Exercise >>
When you have gone through the records, report how many lines include "Query", giving the number and nothing more.

Data records >>

* * * *

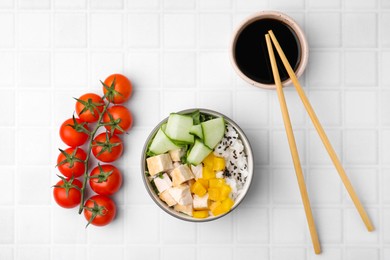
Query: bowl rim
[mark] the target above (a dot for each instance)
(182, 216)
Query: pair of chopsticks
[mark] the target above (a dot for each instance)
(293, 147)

* * * *

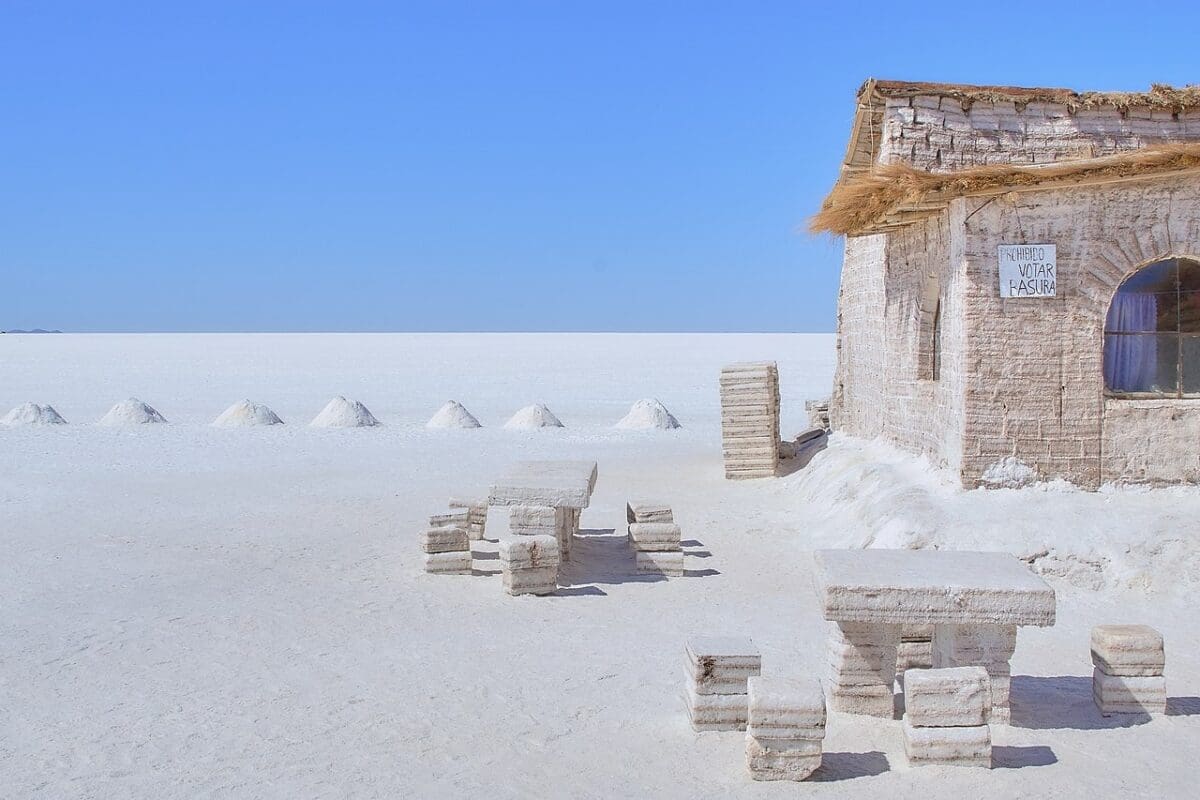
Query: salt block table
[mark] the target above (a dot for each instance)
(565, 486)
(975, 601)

* * * *

Answer section >>
3